DOCUMENT:

__________________________________________________

Speed Control - Basic
July 10, 2014
Written by: Keith Hosman
Written by: Keith Hosman
One way to teach your horse to travel at a myriad of speeds within a specific gait, is to move up in your gears and then ease back down over and over. Ease up, then cut your speed ("throttle back") and repeat. While doing so, remember that adding speed adds emotion, and that probably means increased stiffness through his body.
Presently, your horse figures he's got four gaits: "Walk," "Trot," "Lope," and "Gallop." He also figures each gait has exactly two speeds: "Slow" going away from the barn and "fast" going toward it. However... he needs to learn that there are as many speeds within each gait as there are shades of color. Be on the lookout for this and employ a zero tolerance policy toward any sort of resistance in the form of bracing, stiff muscles, lurching, etc. That is, if your horse becomes stiff as you increase speed, fix it before preceding. Cancel your plans to work on speed control per se and instead work on softening. (Do serpentines: Pick up a single rein as he turns, hold the rein till his neck relaxes or drops, walk forward, repeat the other way - again and again with an eye toward calming your horse. Even better, if the two of you are practiced at disengagements, practice those. Repeatedly turning the back end is the quickest route to softening the front end.)

__________________________________________________

GOALS:
a) Answer these questions about the article on speed control for horses:
(i) Besides speed, what does the article say adding speed adds?
(ii) What two speeds does the horse figure each gait has?
(iii) What does the article call the quickest route to softening the front end?
b) Could you write the next part of the article on speed control for horses, picking up right after its final sentence?

Object position labeling entries:
__________________________________________________

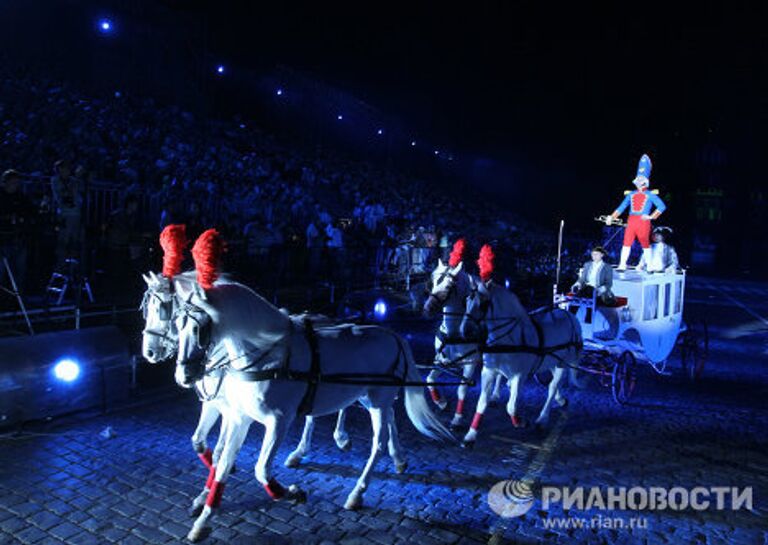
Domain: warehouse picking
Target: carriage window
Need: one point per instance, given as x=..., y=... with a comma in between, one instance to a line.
x=650, y=302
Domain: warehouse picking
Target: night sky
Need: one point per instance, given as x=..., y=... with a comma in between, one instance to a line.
x=566, y=96
x=559, y=101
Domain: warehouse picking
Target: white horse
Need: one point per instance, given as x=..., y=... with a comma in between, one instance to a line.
x=518, y=345
x=160, y=342
x=275, y=370
x=450, y=288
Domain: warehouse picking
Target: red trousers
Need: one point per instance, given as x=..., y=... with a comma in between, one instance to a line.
x=638, y=228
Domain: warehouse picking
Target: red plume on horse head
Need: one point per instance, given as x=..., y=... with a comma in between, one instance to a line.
x=173, y=240
x=485, y=262
x=207, y=252
x=457, y=254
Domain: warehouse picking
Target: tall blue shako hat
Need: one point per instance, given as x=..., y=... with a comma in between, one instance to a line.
x=643, y=172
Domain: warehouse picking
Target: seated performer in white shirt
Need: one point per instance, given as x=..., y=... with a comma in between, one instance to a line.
x=596, y=276
x=663, y=257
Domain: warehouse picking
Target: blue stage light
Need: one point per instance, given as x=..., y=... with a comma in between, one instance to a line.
x=380, y=309
x=105, y=26
x=66, y=370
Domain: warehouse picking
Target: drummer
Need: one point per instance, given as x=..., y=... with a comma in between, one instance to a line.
x=596, y=276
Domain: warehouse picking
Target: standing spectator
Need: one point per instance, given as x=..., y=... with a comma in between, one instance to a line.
x=68, y=203
x=16, y=217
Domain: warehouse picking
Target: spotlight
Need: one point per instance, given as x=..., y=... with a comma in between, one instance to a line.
x=380, y=309
x=105, y=26
x=66, y=370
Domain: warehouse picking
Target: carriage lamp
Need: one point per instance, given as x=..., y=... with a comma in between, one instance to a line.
x=380, y=309
x=66, y=370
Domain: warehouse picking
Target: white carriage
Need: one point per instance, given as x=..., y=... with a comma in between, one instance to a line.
x=644, y=324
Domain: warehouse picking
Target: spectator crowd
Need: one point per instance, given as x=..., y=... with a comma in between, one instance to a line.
x=285, y=209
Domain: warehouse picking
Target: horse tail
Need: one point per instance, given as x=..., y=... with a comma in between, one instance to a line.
x=422, y=418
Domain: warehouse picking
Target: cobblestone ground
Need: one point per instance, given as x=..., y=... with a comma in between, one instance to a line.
x=73, y=486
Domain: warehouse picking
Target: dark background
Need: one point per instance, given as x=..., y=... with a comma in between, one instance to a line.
x=544, y=106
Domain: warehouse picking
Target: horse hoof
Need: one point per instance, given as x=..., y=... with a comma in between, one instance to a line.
x=296, y=495
x=455, y=426
x=292, y=461
x=519, y=422
x=354, y=502
x=197, y=534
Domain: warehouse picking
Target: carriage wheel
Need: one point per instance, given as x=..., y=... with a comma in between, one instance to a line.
x=624, y=377
x=694, y=348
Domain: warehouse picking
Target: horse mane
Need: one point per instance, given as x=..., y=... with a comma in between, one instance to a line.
x=457, y=254
x=207, y=253
x=173, y=240
x=485, y=262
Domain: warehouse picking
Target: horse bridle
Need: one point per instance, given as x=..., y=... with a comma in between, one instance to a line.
x=434, y=300
x=166, y=314
x=203, y=323
x=485, y=306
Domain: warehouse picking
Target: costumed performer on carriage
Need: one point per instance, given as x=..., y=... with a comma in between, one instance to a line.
x=663, y=255
x=640, y=203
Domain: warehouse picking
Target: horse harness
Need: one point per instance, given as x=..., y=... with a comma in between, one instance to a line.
x=541, y=351
x=313, y=377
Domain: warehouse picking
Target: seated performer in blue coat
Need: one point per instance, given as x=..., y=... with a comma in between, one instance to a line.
x=596, y=276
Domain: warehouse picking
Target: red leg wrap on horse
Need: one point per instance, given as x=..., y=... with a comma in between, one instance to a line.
x=214, y=496
x=274, y=489
x=207, y=458
x=211, y=477
x=476, y=421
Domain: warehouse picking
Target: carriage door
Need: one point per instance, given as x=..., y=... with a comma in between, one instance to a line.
x=667, y=298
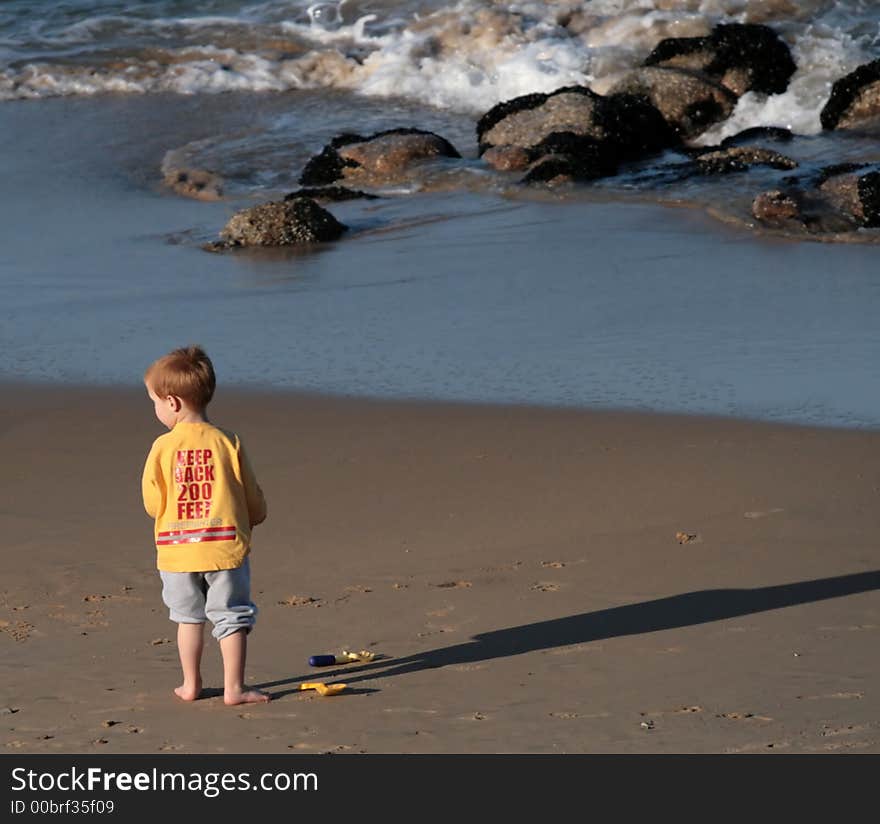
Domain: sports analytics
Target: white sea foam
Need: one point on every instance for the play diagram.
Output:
(464, 56)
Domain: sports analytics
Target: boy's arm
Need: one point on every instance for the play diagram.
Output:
(256, 501)
(153, 484)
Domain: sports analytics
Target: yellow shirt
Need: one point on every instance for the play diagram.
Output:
(200, 487)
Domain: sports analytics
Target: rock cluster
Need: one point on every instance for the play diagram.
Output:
(574, 134)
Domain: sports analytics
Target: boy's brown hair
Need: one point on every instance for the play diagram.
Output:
(187, 373)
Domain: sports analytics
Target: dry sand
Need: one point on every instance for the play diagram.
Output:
(535, 580)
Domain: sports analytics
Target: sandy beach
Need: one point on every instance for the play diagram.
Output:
(531, 580)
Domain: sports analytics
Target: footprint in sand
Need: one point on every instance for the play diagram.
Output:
(835, 695)
(299, 601)
(19, 630)
(760, 747)
(762, 513)
(742, 716)
(850, 729)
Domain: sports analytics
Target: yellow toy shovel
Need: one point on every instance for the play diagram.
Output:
(323, 689)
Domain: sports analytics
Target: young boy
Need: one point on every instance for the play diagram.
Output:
(199, 486)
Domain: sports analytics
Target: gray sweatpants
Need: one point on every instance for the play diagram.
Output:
(222, 597)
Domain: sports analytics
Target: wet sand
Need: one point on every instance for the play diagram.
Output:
(531, 580)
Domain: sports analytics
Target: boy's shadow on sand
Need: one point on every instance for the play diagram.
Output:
(676, 611)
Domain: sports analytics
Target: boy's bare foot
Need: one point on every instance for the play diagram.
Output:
(231, 698)
(188, 693)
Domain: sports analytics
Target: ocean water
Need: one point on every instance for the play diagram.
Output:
(452, 286)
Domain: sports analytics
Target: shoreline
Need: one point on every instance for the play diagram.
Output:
(239, 392)
(533, 581)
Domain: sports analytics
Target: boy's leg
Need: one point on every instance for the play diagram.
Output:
(184, 595)
(190, 642)
(228, 606)
(233, 647)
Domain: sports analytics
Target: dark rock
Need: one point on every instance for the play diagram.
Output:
(739, 159)
(775, 134)
(525, 121)
(507, 158)
(742, 57)
(381, 157)
(776, 208)
(196, 183)
(628, 123)
(689, 101)
(333, 194)
(855, 194)
(567, 156)
(853, 99)
(827, 172)
(281, 223)
(636, 126)
(325, 168)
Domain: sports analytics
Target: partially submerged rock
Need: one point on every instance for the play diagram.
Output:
(854, 98)
(773, 134)
(629, 122)
(195, 183)
(331, 194)
(777, 208)
(380, 158)
(688, 100)
(281, 223)
(563, 157)
(526, 120)
(742, 57)
(741, 158)
(856, 194)
(843, 198)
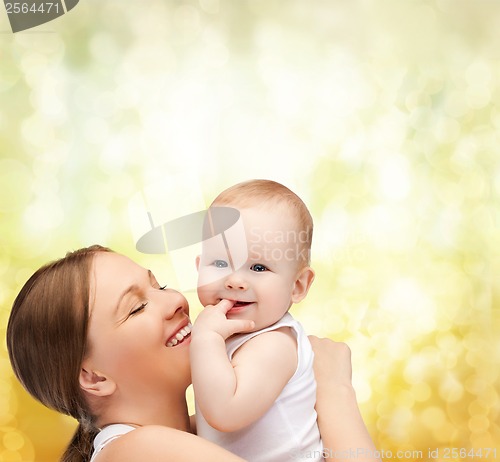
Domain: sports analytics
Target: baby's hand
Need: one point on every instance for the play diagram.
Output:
(213, 320)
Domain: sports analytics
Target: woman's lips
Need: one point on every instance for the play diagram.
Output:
(180, 336)
(239, 306)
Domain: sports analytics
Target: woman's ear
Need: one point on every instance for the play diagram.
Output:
(302, 283)
(96, 383)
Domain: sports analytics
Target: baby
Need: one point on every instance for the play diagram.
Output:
(255, 391)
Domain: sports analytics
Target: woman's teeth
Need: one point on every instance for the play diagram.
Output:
(180, 336)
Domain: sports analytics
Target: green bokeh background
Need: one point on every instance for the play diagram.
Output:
(383, 116)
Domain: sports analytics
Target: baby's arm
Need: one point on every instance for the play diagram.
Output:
(232, 395)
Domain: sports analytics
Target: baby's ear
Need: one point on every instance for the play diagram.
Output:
(95, 382)
(302, 284)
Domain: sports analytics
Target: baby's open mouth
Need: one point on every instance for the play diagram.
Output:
(239, 304)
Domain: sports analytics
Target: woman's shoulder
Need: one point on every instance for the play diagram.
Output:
(159, 443)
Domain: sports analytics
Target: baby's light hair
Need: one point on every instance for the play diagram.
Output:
(266, 194)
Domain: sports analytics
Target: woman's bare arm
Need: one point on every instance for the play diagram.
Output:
(343, 431)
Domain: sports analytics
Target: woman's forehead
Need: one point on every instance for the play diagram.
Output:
(111, 274)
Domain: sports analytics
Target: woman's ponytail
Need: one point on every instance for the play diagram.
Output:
(81, 446)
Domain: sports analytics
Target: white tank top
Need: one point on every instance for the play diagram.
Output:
(288, 431)
(108, 434)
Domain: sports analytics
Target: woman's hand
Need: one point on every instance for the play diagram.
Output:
(342, 429)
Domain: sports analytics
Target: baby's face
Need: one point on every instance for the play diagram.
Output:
(257, 269)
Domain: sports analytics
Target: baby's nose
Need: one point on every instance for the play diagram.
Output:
(234, 283)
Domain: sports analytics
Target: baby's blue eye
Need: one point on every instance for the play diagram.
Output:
(220, 263)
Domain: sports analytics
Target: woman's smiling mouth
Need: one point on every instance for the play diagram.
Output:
(180, 336)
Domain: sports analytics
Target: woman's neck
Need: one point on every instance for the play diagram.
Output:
(165, 410)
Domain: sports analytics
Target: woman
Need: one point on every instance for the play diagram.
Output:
(92, 336)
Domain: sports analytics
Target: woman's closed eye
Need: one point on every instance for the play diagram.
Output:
(220, 263)
(139, 308)
(258, 267)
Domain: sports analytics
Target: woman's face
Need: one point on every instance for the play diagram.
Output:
(132, 320)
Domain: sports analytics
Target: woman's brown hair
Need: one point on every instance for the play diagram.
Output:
(47, 339)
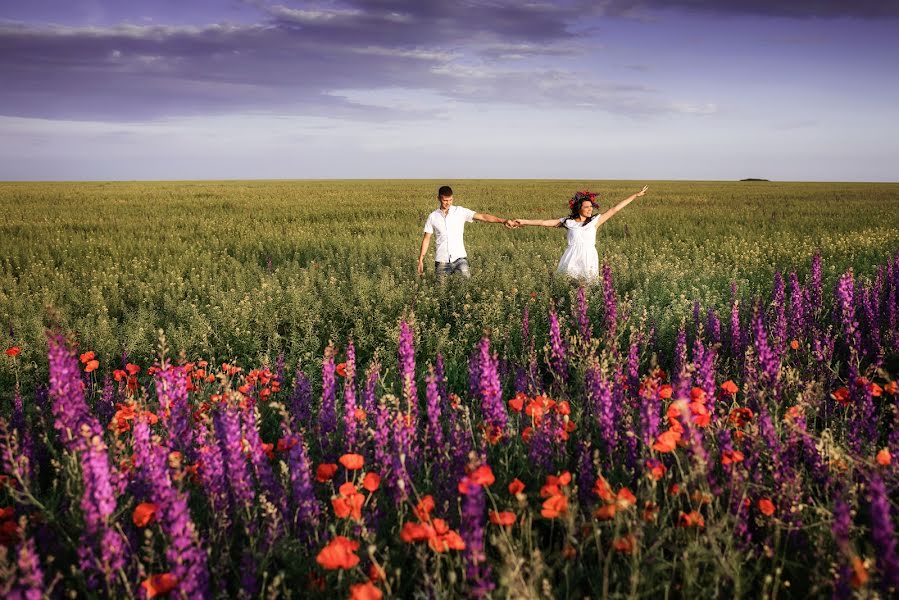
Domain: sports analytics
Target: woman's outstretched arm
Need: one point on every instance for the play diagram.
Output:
(612, 211)
(538, 222)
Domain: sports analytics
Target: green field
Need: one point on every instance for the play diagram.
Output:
(251, 269)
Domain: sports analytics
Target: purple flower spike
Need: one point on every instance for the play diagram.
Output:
(490, 392)
(349, 399)
(327, 416)
(582, 318)
(407, 371)
(185, 553)
(884, 538)
(608, 293)
(30, 583)
(477, 571)
(558, 354)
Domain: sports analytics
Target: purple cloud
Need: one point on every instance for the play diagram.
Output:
(799, 9)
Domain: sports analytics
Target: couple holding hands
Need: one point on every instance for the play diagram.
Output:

__________________________________________________

WRITTEN RESPONSES:
a)
(i) Emotion, which probably means increased stiffness through the horse's body.
(ii) "Slow" going away from the barn and "fast" going toward it.
(iii) Repeatedly turning the back end.

b)
In a safe environment, get on your horse and walk off. Don't pull back on the reins, but really sit down in the seat and concentrate on slowing him down. Your "dead weight" may naturally slow him down - or not. Either way, ask yourself how many miles an hour you're traveling and remember it. Now, lean forward a bit, "ride faster" with your seat, move your arms (and thus the reins) forward, kiss, cluck like a chicken, whatever it takes to move your horse faster. You want to push your horse up as fast as it'll travel in a walk. If it breaks into a trot, that's okay, just ease it back down. Now, remember that fastest speed you were just given. Let's say the slow speed you clocked was three, the faster speed six. Your horse is capable of traveling in that range of speed (3-6) today. You'll set it as your goal to broaden that range. Wanna teach your horse to drop its head and stay relaxed? When you're finished with this article, click here to read about the "Classic Serpentine."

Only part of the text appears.